Task objective :: Can you extend the health news roundup below by writing what comes after its last sentence?

Reading passage ::
════

The COVID-19 public health emergency will extend past mid-July. The declaration allows the government to grant emergency use authorization for medicines and vaccines and to give those products to people with no out-of-pocket cost. Organizations, such as the American Hospital Association, the American Medical Association, and the American Academy of Pediatrics, have lobbied for the extension. More from Bloomberg.

Allergy anxiety decreased

During the pandemic, parents’ fears about food allergies lessened. A survey of 239 parents of children with food allergy showed 24% to 42% had a decrease in anxiety regarding food allergy. Parents felt more in control but also had trouble finding “safe” food at the grocery store. More from Healio.

HPV vaccine and herd immunity

The human papilloma virus vaccine was associated with a 90% decrease in four types of HPV infections in sexually active girls and young women. Also, a 74% decrease was noted amongst unvaccinated 14 to 24 year olds. This is thought to be due to herd immunity. Also cervical cancer diagnoses before age 30 were nearly eliminated for women who were vaccinated on schedule. More from MedPageToday.

════

Dataset extract ::
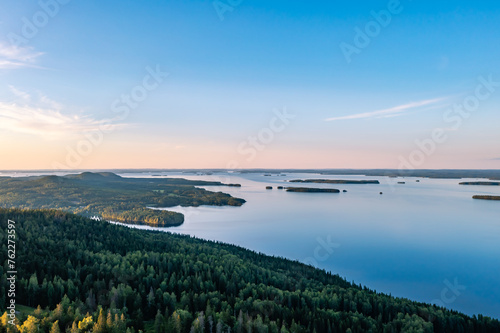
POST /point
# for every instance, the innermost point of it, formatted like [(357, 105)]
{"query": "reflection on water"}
[(427, 240)]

════

The answer ::
Crib bumpers outlawed

A new law prohibits the manufacture and sale of crib bumpers and inclined sleepers. More than 200 infant deaths have been blamed on these products. Manufacturers and retailers must comply within 180 days. The American Academy of Pediatrics recommends that babies sleep on their back on a firm surface without extra padding, pillow, blankets, or toys. More from CBS News.

Authorization for boosters for kids 5 to 11

The FDA is expected to authorize the Pfizer COVID booster shots for kids 5 to 11. The vaccine maker presented data showing a third dose increased protection against the original coronavirus and the Omicron variant for this age group. How much demand there will be is uncertain. Only 28% of kids 5 to 11 have received the two-dose primary series. More from Reuters.